▸ Exercise prompt
Rewrite all the records below as a Markdown table with the columns Row and Line. Put each line in its own numbered row and omit blank lines.

▸ Available records

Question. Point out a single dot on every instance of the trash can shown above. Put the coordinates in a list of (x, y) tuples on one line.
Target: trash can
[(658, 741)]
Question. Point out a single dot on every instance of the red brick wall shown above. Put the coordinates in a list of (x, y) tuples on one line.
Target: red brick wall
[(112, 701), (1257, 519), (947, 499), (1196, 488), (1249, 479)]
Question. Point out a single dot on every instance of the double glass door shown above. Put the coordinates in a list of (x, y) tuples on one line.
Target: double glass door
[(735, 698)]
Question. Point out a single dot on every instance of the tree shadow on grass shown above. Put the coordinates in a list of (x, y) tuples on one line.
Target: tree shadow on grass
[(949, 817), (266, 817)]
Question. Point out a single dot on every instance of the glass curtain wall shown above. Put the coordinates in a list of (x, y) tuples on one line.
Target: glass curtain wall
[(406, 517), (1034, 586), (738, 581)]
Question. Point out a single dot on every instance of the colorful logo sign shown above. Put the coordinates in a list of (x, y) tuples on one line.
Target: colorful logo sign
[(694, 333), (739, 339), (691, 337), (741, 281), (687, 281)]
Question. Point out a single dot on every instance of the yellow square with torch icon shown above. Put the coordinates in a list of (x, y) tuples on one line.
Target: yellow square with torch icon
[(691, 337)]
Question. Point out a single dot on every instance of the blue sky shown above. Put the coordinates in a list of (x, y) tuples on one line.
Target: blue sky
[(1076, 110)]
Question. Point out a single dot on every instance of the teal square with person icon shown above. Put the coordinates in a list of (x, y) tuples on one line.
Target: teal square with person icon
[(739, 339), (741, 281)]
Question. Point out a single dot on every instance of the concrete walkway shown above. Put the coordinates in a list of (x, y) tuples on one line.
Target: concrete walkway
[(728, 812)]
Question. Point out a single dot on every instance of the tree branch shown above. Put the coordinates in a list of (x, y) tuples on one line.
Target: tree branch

▸ Output for this task
| Row | Line |
|---|---|
| 1 | Question. Point out a single dot on every instance of the trash can shown above. Put the coordinates in a list of (x, y) tuples on one line. |
| 2 | Target: trash can |
| 3 | [(658, 741)] |
| 4 | Question. Point out a single dot on every instance of the red brick wall shown above. Put the coordinates in a list of (x, y) tuples on one line. |
| 5 | Target: red brick wall |
| 6 | [(112, 701), (1257, 519), (947, 499), (1196, 488), (1249, 479)] |
| 7 | Question. Point out a single dot on every instance of the double glass door shown above. Put the coordinates in a list of (x, y) tuples on one line. |
| 8 | Target: double glass door |
| 9 | [(735, 698)] |
| 10 | Question. Point out a single dot on every instance of the tree shadow on grass shown above. Put the coordinates in a list of (x, y) tuples on one line. |
| 11 | Target: tree shadow on grass |
| 12 | [(949, 817), (266, 817)] |
| 13 | Question. Point out a single dot on every instance of the glass curtain wall shown above. Put the coordinates in a list of (x, y) tuples on one line. |
| 14 | Target: glass curtain wall |
| 15 | [(406, 517), (1034, 586), (738, 581)] |
| 16 | Question. Point out a single dot on every instance of the colorful logo sign shown above. Put the coordinates in a list of (x, y) tuples on one line. |
| 17 | Target: colorful logo sign |
| 18 | [(694, 333), (739, 339), (691, 337), (741, 281), (687, 281)] |
| 19 | Question. Point out a single dot on every instance of the yellow square with torch icon shown above. Put the coordinates in a list of (x, y) tuples on one line. |
| 20 | Target: yellow square with torch icon |
| 21 | [(691, 337)] |
| 22 | Question. Point out a single dot on every instance of the blue sky shown above. Put the coordinates in a list of (x, y) tuples on one line. |
| 23 | Target: blue sky |
| 24 | [(1076, 110)] |
| 25 | Question. Point out a single dot on every instance of the teal square with person icon shown above. Put the coordinates in a list of (x, y) tuples on one line. |
| 26 | Target: teal square with person icon |
| 27 | [(739, 339), (741, 281)] |
| 28 | Question. Point out a single dot on every instance of the concrete walkway shown above. Put the coordinates in a list of (x, y) tuples on one line. |
| 29 | Target: concrete walkway |
| 30 | [(728, 812)] |
| 31 | Question. Point out a single dot on every instance of the tree branch shown above. Put the coordinates in a list of (x, y) tuples on one line. |
| 32 | Target: tree branch |